— Begin EXCERPT PROVIDED —
Please, do yourself a favor and go out and get a real woman.
Now now thats what he gets for dating a younger gal. When I was 22 I dated a man that was 29. From my experience Hun you have the upper hand..young and dumb...has no idea how hard the real world is. She seems into you and she probably is. If she does come over thats your test on how she reacts...think of it as an adventure for both of you. If she doesn't dig your place...tell her so where's yours? Messiness can be cleaned up...personality is a different story. If it doesn't work..well at least you tested it and now to move on.
Well, I didn't furnish my apartment because it feels like a pitstop to me, and the mail slot is in the front door so someone can lift the flap and see what I have inside. Furthermore, no one really visits anyway, and I don't want to furnish it just for potential company. I intend to move out soon, and when I do move into my next place it will be fully furnished (of course, I expect the place to be a bit nicer).
Admittedly, I am somewhat ashamed of how I am living. I know what I'm doing, but I make decent money yet I live like a broke college student. Helps me out in the long run but I still sometimes feel a little embarrassed by it. Also, this girl is attractive and makes for decent company although there are some characteristics I can live without. I probably do need to either find another woman, decide to remain single, or shut up and ride the wave. Not sure exactly what to do about that at this point, but I know I'm still very apprehensive about her coming here.
-she expects you to spend a total of four hours and 40 minutes (minimum) transporting her on your own dime for gettogethers
-her background, unlike yours, lends itself to spoiledness and pretention
-you assume she'd spend her time at your place behaving critically, whining, and ordering you around, and you don't feel like hearing it
-you're sick of being asked to host
-you feel put on the spot
Why do you have any association with her at all? It sounds like you're not all that interested in her/having much connection with her, perhaps for good reason. You really just sound annoyed and irritated by her, not attracted.
I don't know, from what you wrote, the expectation that you'll provided all the transportation for a fairly long-distance arrangement is pretty ridic. Other than that, it's hard to say that her wanting to come over is super unreasonable. I've done LDRs of greater distance, and really, it's pointless to make that kind of a trip to grab a coffee and see ya later. If she's into you, obviously she wants to spend time with you. It honestly doesn't sound like you're into her.
Are you serious? Would you let your daughter agree to that with a guy she just met?
She's 22 years old, not 16. My initial concern might be why my daughter wants to see his place which is so far away after only a couple of dates, not how she goes about arranging it.
— End EXCERPT PROVIDED —
— Begin DATASET —
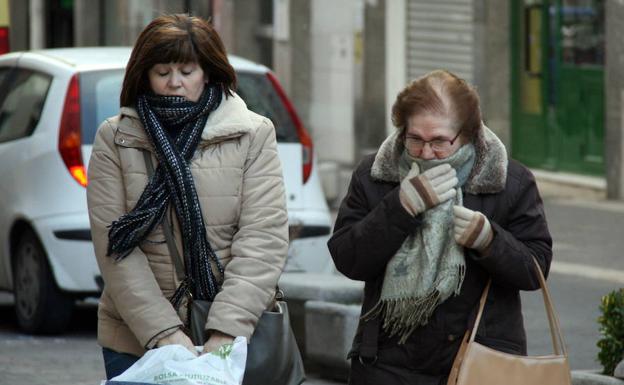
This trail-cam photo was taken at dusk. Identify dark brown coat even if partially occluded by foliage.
[328,127,552,384]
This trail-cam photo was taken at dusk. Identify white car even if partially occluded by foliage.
[0,47,333,333]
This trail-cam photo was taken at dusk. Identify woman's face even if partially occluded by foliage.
[404,113,463,160]
[148,62,206,102]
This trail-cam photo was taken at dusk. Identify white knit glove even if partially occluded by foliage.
[399,162,458,216]
[453,205,494,251]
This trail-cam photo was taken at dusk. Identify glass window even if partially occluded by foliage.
[79,69,124,144]
[0,70,52,142]
[561,0,605,65]
[236,72,299,142]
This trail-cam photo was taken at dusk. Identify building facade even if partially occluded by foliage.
[10,0,624,200]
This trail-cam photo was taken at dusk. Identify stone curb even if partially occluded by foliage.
[572,370,624,385]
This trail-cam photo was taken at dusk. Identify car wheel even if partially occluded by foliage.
[13,231,74,334]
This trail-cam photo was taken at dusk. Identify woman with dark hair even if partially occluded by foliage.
[328,71,552,385]
[87,15,288,379]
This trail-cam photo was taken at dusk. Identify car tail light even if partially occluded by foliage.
[267,72,313,183]
[59,75,87,187]
[0,27,10,55]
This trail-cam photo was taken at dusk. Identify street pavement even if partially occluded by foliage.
[0,184,624,385]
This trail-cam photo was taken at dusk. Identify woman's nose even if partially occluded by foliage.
[419,142,435,160]
[169,72,182,88]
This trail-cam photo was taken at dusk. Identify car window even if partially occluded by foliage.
[0,69,52,142]
[80,69,124,144]
[236,72,299,142]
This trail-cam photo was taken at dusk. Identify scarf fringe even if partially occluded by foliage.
[361,265,466,344]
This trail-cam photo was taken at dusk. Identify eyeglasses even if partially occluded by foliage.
[405,130,462,154]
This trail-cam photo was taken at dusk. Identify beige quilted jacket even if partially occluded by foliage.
[87,95,288,356]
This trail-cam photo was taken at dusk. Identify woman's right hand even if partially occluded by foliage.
[156,329,199,356]
[399,162,458,216]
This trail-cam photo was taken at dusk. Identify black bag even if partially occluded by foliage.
[143,151,305,385]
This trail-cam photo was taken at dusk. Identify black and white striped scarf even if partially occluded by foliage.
[108,85,223,308]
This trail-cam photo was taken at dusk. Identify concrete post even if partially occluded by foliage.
[29,0,45,49]
[385,0,407,134]
[475,0,511,147]
[605,0,624,200]
[355,0,392,158]
[74,0,104,47]
[9,0,30,51]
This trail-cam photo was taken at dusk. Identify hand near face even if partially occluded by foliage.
[453,205,494,252]
[399,162,458,216]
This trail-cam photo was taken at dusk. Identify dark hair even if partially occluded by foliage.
[392,70,481,139]
[120,14,236,106]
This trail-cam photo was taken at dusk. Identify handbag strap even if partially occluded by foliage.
[447,257,568,385]
[143,150,186,282]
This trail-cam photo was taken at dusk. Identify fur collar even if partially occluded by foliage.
[371,124,507,194]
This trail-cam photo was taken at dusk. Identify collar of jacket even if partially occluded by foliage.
[115,93,252,151]
[371,124,507,194]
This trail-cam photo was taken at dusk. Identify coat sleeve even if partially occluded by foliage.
[471,167,552,290]
[87,121,182,348]
[327,158,421,281]
[206,118,288,340]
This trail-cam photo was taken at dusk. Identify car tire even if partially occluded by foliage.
[13,231,74,334]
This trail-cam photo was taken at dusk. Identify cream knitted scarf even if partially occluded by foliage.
[363,143,475,343]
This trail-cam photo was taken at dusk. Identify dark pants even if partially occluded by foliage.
[102,348,139,380]
[349,356,447,385]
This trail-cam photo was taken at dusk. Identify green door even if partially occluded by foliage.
[511,0,605,175]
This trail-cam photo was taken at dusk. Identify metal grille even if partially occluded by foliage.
[406,0,474,82]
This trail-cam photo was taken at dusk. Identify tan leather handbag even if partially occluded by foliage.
[447,259,572,385]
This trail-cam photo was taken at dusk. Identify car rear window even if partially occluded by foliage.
[80,69,124,144]
[80,69,299,144]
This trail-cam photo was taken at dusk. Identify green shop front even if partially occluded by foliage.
[511,0,605,176]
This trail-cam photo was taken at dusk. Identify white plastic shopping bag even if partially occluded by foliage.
[105,337,247,385]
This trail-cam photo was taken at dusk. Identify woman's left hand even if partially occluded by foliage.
[202,330,234,354]
[453,205,494,255]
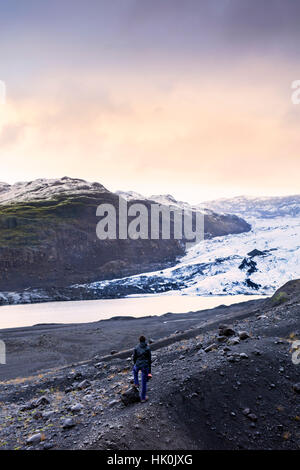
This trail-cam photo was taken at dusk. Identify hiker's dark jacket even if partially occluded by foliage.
[133,343,151,372]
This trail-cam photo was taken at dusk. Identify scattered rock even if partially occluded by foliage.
[293,382,300,393]
[240,353,249,359]
[35,396,50,407]
[77,379,91,390]
[70,403,84,413]
[238,331,250,340]
[62,418,76,429]
[108,400,119,408]
[227,336,240,346]
[204,343,217,352]
[121,387,140,406]
[219,325,235,336]
[26,432,42,444]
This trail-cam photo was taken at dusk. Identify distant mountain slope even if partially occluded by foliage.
[198,194,300,220]
[0,177,251,291]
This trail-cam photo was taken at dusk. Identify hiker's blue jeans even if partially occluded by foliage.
[133,366,149,400]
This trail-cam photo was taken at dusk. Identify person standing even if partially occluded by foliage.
[133,336,151,403]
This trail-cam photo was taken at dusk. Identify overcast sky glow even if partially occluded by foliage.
[0,0,300,202]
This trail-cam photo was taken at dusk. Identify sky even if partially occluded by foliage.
[0,0,300,203]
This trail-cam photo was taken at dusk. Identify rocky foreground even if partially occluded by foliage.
[0,281,300,450]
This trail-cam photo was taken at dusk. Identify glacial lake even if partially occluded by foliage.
[0,294,265,329]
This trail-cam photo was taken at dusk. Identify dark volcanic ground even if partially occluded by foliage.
[0,281,300,450]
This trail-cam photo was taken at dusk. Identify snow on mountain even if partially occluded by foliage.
[116,191,146,201]
[0,176,107,204]
[199,195,300,220]
[77,218,300,296]
[116,191,214,215]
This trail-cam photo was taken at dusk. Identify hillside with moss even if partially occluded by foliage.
[0,178,250,291]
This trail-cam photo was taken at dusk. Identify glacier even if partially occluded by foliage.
[74,217,300,296]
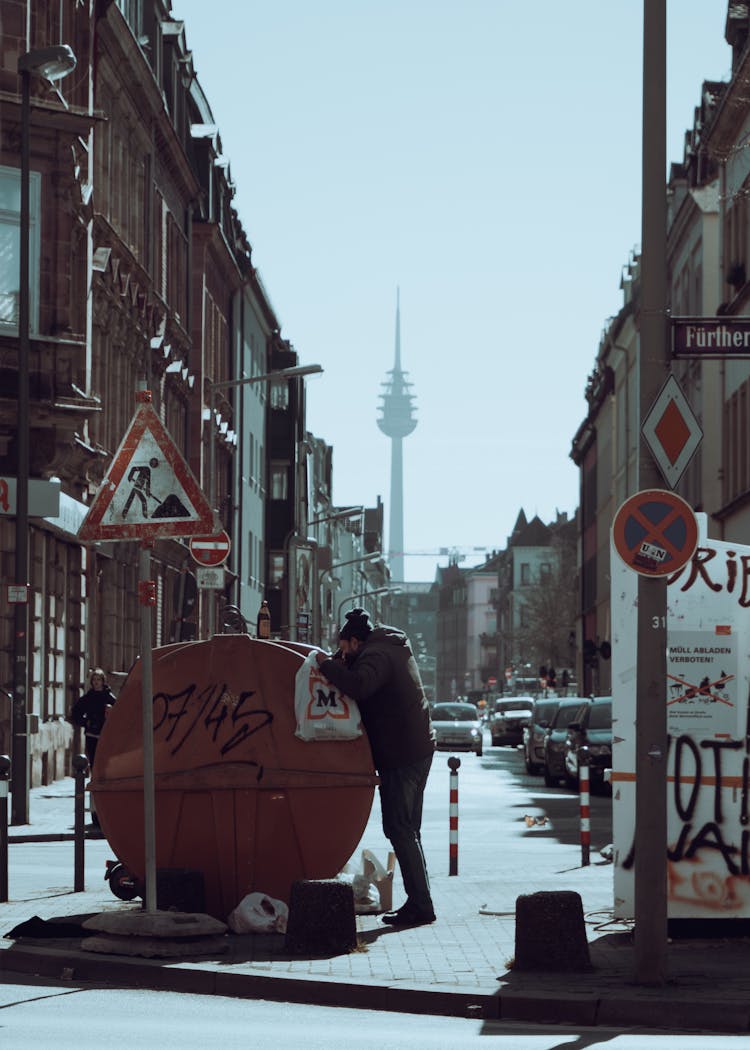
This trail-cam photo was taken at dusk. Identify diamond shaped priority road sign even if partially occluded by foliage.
[642,376,703,488]
[78,401,218,542]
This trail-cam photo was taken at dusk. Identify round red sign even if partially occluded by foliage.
[612,488,697,576]
[188,531,232,566]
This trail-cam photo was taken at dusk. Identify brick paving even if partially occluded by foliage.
[0,780,750,1032]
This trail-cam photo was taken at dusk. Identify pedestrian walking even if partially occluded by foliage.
[316,609,435,926]
[70,667,114,770]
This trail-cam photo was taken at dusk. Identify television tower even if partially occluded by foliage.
[377,289,417,582]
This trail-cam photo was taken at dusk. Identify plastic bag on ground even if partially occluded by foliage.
[227,894,289,933]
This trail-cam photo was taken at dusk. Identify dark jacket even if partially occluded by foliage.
[320,627,435,770]
[70,686,114,736]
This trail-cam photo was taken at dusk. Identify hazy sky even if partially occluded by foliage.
[172,0,731,580]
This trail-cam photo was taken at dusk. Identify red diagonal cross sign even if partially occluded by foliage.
[667,674,734,708]
[630,507,680,558]
[612,488,697,576]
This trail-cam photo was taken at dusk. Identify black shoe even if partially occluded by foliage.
[382,904,435,926]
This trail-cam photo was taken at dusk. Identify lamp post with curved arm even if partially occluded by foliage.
[336,587,401,623]
[11,44,76,824]
[206,364,324,637]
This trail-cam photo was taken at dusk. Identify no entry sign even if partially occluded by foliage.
[612,488,697,576]
[188,531,232,568]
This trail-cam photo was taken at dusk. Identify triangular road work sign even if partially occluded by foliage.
[78,394,221,542]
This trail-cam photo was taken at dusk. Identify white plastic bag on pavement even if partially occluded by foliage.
[294,652,362,740]
[227,894,289,933]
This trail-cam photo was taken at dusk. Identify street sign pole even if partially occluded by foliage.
[139,544,157,911]
[634,0,669,986]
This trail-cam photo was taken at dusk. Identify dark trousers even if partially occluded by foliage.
[379,755,433,911]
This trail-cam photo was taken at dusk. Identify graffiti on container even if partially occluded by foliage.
[667,547,750,609]
[623,734,750,911]
[153,683,273,756]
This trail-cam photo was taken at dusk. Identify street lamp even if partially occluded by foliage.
[11,44,76,824]
[308,504,364,528]
[207,364,324,635]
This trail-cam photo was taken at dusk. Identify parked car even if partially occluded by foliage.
[543,696,590,788]
[430,702,482,758]
[523,697,560,773]
[489,696,534,748]
[565,696,612,784]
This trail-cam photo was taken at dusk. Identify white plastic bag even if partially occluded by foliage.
[336,849,396,915]
[227,894,289,933]
[294,652,362,740]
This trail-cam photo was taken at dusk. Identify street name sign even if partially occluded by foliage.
[188,530,232,566]
[78,401,216,542]
[672,316,750,358]
[612,488,697,576]
[641,376,703,488]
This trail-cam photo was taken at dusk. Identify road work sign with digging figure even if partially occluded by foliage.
[79,394,214,541]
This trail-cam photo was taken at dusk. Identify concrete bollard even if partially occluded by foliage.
[285,879,357,956]
[447,756,461,875]
[514,889,591,972]
[0,755,11,902]
[72,755,88,894]
[578,747,591,867]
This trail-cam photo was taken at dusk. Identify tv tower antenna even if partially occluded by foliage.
[377,288,417,582]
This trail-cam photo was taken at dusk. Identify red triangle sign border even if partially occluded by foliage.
[78,402,217,542]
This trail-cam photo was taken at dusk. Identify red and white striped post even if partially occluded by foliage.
[578,746,591,867]
[447,755,461,875]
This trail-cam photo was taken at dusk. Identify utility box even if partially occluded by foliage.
[610,515,750,919]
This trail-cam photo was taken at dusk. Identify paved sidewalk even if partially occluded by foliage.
[0,779,750,1032]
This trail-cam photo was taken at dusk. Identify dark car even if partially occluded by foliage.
[544,696,590,788]
[523,697,560,773]
[489,696,534,748]
[565,696,612,784]
[430,702,482,758]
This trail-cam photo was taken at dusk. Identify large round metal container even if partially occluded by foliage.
[90,634,377,919]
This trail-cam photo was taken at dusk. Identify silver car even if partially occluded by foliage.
[430,700,482,757]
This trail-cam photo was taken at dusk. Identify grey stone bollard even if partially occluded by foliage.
[285,879,357,956]
[514,889,591,972]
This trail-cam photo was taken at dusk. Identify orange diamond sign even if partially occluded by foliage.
[642,376,703,488]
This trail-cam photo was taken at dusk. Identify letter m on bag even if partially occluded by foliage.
[308,686,349,720]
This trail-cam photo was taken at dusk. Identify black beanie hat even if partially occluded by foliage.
[338,609,373,642]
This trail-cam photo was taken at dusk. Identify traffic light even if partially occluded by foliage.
[583,638,597,667]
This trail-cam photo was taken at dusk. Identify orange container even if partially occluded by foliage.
[90,634,377,920]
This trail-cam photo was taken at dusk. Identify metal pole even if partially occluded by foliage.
[11,69,32,824]
[578,746,591,867]
[203,384,217,638]
[72,755,89,894]
[0,755,11,903]
[447,755,461,875]
[634,0,669,985]
[139,544,157,911]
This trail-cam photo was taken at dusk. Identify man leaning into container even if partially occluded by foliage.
[315,609,435,926]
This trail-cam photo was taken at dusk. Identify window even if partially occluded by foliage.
[270,463,289,500]
[268,552,284,587]
[0,165,41,333]
[270,379,289,412]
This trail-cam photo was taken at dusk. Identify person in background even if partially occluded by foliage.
[315,609,435,926]
[70,667,114,770]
— End DATASET —
Extend the forum discussion about her wanting to visit the sparsely furnished apartment, picking up after its final post. The entries are separate material with no connection to the forum discussion.

Spoiled but doesn't have a car? Am I missing something?
I say oblige her, but first clean the damn place up, if you don't have crap as you claim keeping it clean shouldn't be an issue. If she starts quizzing you on why you live the way you do explain it to her as you have done here. If she doesn't like it you can dump her when you get her home.
I would tell her in a very relaxed, unashamed way, that you are paying debts and have a nearly unfurnished apartment - just the bare necessities. Just tell her that before you show it to her. But don't make it a point of telling her this as a way to prepare her. Just bring it into a normal conversation about your goals and how you are meeting them.
She's 22 years old, not 16. My initial concern might be why my daughter wants to see his place which is so far away after only a couple of dates, not how she goes about arranging it.
Seriously, at 22 years old, I wasn't really requiring parental oversight on my dating life.
In the space of three paragraphs you said she's spoiled and pretentious...so why are you with her? Do you honestly want to get serious with someone like this? If not, then who cares what she thinks of your place? Go out, have fun, and quench her curiosity and have her over after you've cleaned up a bit. She may just surprise you and not really care all that much about where you live.
From a lady...the thing is that you need to be 100% true to yourself. It seems as though you don't really know her. Now if all you are wanting is a little ya know, well then get the heck over how the house looks and just do it. But if by chance you really do like this girl, get to know her, when you feel comfortable that she is in tune with the way that you choose to live then things will be all good. I am always a fan of not playing the game, tell the girl what it is that you own and why. If it is meant to be then it is meant to be.